Kultura w Poznaniu

Rozmowy

opublikowano:

Poznań jest "akuratny"

- Kiedyś myślałam, że gdybym miała się gdzieś przenieść za granicę, to może byłby to Berlin. Ale kiedy pojechałam tam w zeszłym roku po dłuższej przerwie, to poczułam się przytłoczona. Wcześniej nie dostrzegałam, jaki jest ogromny, jak dużo czasu spędza się w metrze, przemieszczając się tylko po centrum - mówi Daria Panek-Płókarz*, autorka książki Żyj lokalnie. Dlaczego warto mieszkać z rodziną w mieście.

. - grafika artykułu
Daria Panek-Płókarz, fot. Grzegorz Dembiński

Dlaczego książkę o Poznaniu wydaje krakowskie wydawnictwo?

Od dawna obserwowałam w sieci Anię Komorowską  - prowadzi biuro projektowe Nieplac Zabaw, do niej należy również Wydawnictwo Nieśpieszne. Byłam też czytelniczką wydawanych przez nie książek, więc kiedy Ania ogłosiła, że szuka autora, który napisze o dzikim życiu z dziećmi w mieście, zgłosiłam się. Ania w odpowiedzi napisała, że liczyła na to, że się odezwę...

Czyli nie była to droga, jaką ma za sobą wielu autorów, nie szukałaś sama wydawcy, nie wysłałaś swojego tekstu do kilku wydawnictw...

Gdyby nie Ania, nie zdobyłabym się na napisanie książki. Po pierwsze jestem zabiegana jako pracująca na etacie mama dwójki dzieci, a po drugie zastanawiałabym się, czy na pewno mam wystarczająco dużo do przekazania. Dzielić się relacjami na blogu to jedno, a napisać książkę - drugie. Na początku było to dla mnie trudne. Nie wiedziałam, jak się do tego zabrać. W końcu zaczęłam pisać ręcznie, i to mi pomogło.

Przepisywałaś potem to wszystko?

Tak, ale nie całość. Miałam swoje zeszyty, w nich notowałam wszystko, co przyszło mi do głowy. Pracę nad książką zaczęłam w marcu ubiegłego roku. Byłam uważna, wszystko we mnie dojrzewało, braliśmy udział w różnych projektach, jeździliśmy na kolejne mikrowyprawy. No i zorganizowaliśmy piknik, o którym piszę w książce.

Czym wyróżnia się Poznań spośród innych miast?

Przede wszystkim tym, że jest mój, mocno się z nim identyfikuję.

Kuba Głaz, który zajmuje się krytyką i popularyzacją architektury, wskazał kiedyś na jego "akuratność" i "kompaktowość".

Wycinki danych o wskazaniach
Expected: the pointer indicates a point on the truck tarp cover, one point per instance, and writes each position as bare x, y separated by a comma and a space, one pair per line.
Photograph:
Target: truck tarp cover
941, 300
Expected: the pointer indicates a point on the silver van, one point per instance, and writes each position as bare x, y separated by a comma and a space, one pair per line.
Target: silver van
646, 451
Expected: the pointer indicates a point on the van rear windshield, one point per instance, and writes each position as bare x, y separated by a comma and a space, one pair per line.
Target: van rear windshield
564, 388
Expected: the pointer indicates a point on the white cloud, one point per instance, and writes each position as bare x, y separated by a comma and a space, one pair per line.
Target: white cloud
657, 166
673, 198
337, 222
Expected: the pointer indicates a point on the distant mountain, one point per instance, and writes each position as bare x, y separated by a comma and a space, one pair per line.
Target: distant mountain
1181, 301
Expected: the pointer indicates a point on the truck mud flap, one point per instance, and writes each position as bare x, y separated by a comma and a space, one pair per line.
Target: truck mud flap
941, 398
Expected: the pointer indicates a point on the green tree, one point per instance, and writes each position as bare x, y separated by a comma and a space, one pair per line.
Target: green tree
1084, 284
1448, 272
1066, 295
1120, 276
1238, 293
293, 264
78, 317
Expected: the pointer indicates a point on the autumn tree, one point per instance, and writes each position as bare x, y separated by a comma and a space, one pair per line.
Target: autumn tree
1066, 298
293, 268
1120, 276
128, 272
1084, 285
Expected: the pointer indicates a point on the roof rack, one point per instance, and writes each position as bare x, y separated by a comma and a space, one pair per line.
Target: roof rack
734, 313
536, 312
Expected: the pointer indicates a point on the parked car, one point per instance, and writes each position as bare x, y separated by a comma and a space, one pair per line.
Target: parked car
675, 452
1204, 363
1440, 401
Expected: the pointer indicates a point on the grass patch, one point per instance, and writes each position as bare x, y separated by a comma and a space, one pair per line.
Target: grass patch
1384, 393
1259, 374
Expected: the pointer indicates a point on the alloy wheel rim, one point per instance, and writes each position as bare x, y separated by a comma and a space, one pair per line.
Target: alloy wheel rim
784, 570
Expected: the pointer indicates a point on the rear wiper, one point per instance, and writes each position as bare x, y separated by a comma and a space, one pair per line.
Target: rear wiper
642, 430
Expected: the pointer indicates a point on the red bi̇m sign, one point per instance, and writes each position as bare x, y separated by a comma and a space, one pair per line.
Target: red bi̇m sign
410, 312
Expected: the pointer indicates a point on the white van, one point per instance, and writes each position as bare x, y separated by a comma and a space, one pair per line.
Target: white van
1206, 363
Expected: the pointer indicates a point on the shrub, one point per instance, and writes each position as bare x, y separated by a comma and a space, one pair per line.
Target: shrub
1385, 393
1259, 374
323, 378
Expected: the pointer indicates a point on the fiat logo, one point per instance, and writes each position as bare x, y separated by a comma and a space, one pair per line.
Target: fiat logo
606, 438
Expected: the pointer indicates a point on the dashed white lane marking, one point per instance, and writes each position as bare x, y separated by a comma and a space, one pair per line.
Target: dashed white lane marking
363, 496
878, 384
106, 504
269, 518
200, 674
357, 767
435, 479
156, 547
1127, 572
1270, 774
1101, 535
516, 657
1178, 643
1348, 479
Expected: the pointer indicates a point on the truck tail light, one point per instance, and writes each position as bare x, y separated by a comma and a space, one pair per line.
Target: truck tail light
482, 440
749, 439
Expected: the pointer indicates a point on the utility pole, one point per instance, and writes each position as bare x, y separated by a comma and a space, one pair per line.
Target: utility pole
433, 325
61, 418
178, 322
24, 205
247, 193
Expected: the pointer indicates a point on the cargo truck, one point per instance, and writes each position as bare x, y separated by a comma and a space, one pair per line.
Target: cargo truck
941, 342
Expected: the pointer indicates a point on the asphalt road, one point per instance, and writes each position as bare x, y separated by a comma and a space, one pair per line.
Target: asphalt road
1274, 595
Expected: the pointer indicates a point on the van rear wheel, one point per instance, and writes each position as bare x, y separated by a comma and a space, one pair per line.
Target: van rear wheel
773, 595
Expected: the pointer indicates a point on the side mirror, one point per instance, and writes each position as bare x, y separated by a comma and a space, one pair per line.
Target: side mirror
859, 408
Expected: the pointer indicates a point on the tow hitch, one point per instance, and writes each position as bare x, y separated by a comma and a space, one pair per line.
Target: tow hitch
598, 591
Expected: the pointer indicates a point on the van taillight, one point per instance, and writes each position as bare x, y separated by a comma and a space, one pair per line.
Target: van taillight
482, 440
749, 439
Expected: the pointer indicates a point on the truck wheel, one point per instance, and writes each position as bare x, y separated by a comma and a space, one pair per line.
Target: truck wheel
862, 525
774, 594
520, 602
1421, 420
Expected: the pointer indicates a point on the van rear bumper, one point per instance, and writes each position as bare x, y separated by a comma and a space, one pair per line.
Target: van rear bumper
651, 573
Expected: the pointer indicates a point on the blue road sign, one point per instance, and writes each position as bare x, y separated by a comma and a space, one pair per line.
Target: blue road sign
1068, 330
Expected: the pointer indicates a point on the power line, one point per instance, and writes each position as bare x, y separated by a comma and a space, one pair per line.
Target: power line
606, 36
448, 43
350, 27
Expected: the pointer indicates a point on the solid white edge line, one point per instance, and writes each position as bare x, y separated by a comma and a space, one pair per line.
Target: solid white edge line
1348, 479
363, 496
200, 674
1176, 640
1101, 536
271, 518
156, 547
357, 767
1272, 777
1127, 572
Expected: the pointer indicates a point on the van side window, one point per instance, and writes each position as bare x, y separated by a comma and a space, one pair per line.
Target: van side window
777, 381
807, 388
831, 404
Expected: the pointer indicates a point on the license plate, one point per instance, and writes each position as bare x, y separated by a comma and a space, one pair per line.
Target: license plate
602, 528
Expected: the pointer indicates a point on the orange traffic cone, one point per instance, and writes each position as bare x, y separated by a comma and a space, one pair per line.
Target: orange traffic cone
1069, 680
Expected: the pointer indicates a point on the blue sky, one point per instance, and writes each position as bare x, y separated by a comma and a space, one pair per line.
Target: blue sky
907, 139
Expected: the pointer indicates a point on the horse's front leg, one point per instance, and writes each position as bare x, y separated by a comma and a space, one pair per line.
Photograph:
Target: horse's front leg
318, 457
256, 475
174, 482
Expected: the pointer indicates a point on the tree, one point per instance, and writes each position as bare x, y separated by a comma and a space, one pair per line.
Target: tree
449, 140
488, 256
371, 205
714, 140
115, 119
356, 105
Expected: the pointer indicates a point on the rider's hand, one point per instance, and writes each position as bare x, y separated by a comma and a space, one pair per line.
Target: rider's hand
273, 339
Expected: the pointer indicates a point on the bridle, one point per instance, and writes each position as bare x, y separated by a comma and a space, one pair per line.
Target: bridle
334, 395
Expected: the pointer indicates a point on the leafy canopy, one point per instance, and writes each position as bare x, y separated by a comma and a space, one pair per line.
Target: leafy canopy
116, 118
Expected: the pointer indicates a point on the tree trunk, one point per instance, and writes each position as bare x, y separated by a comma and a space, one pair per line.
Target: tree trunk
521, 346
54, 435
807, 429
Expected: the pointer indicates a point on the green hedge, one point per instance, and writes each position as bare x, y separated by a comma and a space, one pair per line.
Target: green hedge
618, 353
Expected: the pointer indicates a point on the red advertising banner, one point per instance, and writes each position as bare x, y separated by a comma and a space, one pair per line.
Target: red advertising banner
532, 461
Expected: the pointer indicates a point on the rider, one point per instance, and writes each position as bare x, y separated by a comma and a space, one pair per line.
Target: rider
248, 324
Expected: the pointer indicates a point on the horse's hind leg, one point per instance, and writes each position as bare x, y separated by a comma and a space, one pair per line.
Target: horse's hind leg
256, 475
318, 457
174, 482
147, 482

- [POLECENIA]:
1. Przedstaw w punktach akapit rozmowy zaczynający się od słów „Gdyby nie Ania”. Zachowaj jego główne fakty.
2. Wypisz bez zmian fragment rozmowy, który otwierają słowa zawierające „- Kiedyś myślałam, że”, a zamyka „że się odezwę...”.

- [ODPOWIEDZI]:
1.
- Bez Ani nie zdobyłaby się na napisanie książki.
- Jest zabiegana, bo pracuje na etacie i jest mamą dwójki dzieci.
- Zastanawiałaby się, czy ma wystarczająco dużo do przekazania.
- Pisanie na blogu to co innego niż napisanie książki.
- Początkowo było jej trudno i nie wiedziała, jak się do tego zabrać.
- Pomogło jej pisanie ręczne.

2.
- Kiedyś myślałam, że gdybym miała się gdzieś przenieść za granicę, to może byłby to Berlin. Ale kiedy pojechałam tam w zeszłym roku po dłuższej przerwie, to poczułam się przytłoczona. Wcześniej nie dostrzegałam, jaki jest ogromny, jak dużo czasu spędza się w metrze, przemieszczając się tylko po centrum - mówi Daria Panek-Płókarz*, autorka książki Żyj lokalnie. Dlaczego warto mieszkać z rodziną w mieście.

. - grafika artykułu
Daria Panek-Płókarz, fot. Grzegorz Dembiński

Dlaczego książkę o Poznaniu wydaje krakowskie wydawnictwo?

Od dawna obserwowałam w sieci Anię Komorowską  - prowadzi biuro projektowe Nieplac Zabaw, do niej należy również Wydawnictwo Nieśpieszne. Byłam też czytelniczką wydawanych przez nie książek, więc kiedy Ania ogłosiła, że szuka autora, który napisze o dzikim życiu z dziećmi w mieście, zgłosiłam się. Ania w odpowiedzi napisała, że liczyła na to, że się odezwę...